■ The request ■
Copy every line of the data below verbatim, leaving nothing out and changing nothing.

■ Input ■
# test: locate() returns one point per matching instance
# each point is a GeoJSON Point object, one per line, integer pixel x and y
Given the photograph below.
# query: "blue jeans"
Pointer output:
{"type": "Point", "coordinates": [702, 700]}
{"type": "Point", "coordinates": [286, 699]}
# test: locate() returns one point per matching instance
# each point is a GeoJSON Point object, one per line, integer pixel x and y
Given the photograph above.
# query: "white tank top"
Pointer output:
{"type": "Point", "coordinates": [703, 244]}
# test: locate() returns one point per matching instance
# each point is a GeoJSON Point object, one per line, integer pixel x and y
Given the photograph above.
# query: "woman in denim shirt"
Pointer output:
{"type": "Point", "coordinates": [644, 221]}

■ Response to the task ■
# test: locate() returns one point per matching instance
# each point is a GeoJSON Point object, one per line, integer pixel x and y
Given the photograph below.
# query: "blue jeans"
Pointer output:
{"type": "Point", "coordinates": [702, 700]}
{"type": "Point", "coordinates": [286, 699]}
# test: locate() returns one point per matching instance
# each point is a GeoJSON Point object, one per line, integer pixel x and y
Given the photograph above.
# query: "white tank top"
Pointer output:
{"type": "Point", "coordinates": [703, 244]}
# test: locate() returns one point per matching instance
# each point is a GeoJSON Point object, one per line, integer pixel x and y
Given the photograph above.
# query: "woman in denim shirt"
Pointer output:
{"type": "Point", "coordinates": [644, 221]}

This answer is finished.